Render the following material again verbatim, leaving nothing out.
--- Start Material for the task ---
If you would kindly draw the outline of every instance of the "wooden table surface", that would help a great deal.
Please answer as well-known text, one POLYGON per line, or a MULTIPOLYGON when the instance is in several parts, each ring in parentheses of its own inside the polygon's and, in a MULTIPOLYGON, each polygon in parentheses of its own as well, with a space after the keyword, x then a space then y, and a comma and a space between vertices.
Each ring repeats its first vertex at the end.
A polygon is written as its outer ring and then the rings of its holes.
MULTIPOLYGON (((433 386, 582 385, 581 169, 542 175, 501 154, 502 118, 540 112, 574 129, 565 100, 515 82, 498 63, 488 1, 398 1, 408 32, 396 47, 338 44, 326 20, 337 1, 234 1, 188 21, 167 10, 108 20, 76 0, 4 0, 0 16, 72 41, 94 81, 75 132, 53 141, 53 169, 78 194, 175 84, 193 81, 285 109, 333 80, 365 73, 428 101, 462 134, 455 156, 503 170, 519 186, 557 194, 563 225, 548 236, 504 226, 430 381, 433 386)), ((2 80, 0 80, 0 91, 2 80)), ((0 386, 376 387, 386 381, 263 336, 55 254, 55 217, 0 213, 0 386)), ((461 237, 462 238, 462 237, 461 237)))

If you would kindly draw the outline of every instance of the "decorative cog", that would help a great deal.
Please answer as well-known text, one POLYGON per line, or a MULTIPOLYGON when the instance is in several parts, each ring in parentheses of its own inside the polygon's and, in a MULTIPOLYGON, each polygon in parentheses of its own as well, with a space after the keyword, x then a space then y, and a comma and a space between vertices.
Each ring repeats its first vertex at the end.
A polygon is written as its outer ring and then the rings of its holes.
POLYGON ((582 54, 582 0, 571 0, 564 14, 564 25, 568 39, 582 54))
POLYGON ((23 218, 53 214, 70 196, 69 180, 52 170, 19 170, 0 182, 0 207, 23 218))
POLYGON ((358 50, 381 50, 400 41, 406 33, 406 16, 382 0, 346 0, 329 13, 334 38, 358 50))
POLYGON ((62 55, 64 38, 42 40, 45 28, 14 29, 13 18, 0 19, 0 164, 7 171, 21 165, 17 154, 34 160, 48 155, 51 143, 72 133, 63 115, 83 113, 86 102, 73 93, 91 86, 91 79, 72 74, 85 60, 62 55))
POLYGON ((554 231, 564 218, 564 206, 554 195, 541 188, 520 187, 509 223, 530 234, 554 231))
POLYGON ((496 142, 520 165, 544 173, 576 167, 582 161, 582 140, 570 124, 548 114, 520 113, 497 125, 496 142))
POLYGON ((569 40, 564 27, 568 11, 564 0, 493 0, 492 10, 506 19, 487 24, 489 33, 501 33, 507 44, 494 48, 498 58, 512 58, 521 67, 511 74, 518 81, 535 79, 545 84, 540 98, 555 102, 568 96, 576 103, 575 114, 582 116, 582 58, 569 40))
--- End Material for the task ---
-- Task solution --
If you would kindly draw the outline of every instance of the "wooden table surface", that would help a great deal.
Please answer as well-known text, one POLYGON per line, or a MULTIPOLYGON when the instance is in several parts, each ring in parentheses of its own inside the polygon's and, in a MULTIPOLYGON, each polygon in parentheses of its own as well, with a space after the keyword, x then a space then y, and a comma and a space between vertices.
Each ring repeats its first vertex at the end.
A polygon is written as its outer ring and then the rings of its holes.
MULTIPOLYGON (((433 386, 582 385, 581 169, 542 175, 501 154, 502 118, 540 112, 574 129, 565 100, 515 82, 498 63, 488 1, 398 1, 408 32, 396 47, 338 44, 326 20, 337 1, 234 1, 188 21, 167 10, 108 20, 76 0, 4 0, 0 16, 72 41, 94 81, 75 132, 53 141, 53 169, 78 194, 175 84, 193 81, 285 109, 333 80, 365 73, 428 101, 462 134, 455 156, 503 170, 519 186, 557 194, 563 225, 548 236, 504 226, 430 381, 433 386)), ((2 80, 0 80, 0 91, 2 80)), ((0 386, 376 387, 386 381, 263 336, 55 254, 55 217, 0 213, 0 386)), ((461 237, 462 238, 462 237, 461 237)))

If you would kindly draw the outline of every instance of the "decorative cog", that would help a great deal.
Please answer as well-known text, one POLYGON per line, or a MULTIPOLYGON when the instance is in several parts, each ring in parentheses of its own inside the polygon's and, in a MULTIPOLYGON, each polygon in parentheses of its own as well, with a space after the keyword, x then a space then y, and a comma and a space between vertices.
Each ring repeats its first vertex at the end.
A polygon is written as its outer ring and then the rings of its holes.
POLYGON ((582 54, 582 0, 571 0, 564 14, 564 25, 568 39, 582 54))
POLYGON ((23 218, 53 214, 70 196, 69 180, 52 170, 19 170, 0 182, 0 207, 23 218))
POLYGON ((358 50, 381 50, 400 41, 406 33, 406 16, 382 0, 346 0, 329 13, 334 38, 358 50))
POLYGON ((62 55, 64 38, 42 40, 45 28, 14 29, 13 18, 0 19, 0 164, 7 171, 21 165, 17 154, 34 160, 48 155, 51 143, 72 133, 63 115, 83 113, 86 102, 73 93, 91 86, 91 79, 72 74, 85 60, 62 55))
POLYGON ((554 231, 564 218, 564 206, 554 195, 541 188, 520 187, 509 223, 530 234, 554 231))
POLYGON ((496 142, 520 165, 544 173, 576 167, 582 161, 582 140, 570 124, 548 114, 520 113, 497 125, 496 142))
POLYGON ((569 40, 564 27, 568 11, 564 0, 493 0, 492 10, 506 19, 487 24, 489 33, 501 33, 507 44, 494 48, 498 58, 512 58, 521 67, 511 74, 518 81, 535 79, 545 84, 540 98, 555 102, 568 96, 576 103, 575 114, 582 116, 582 58, 569 40))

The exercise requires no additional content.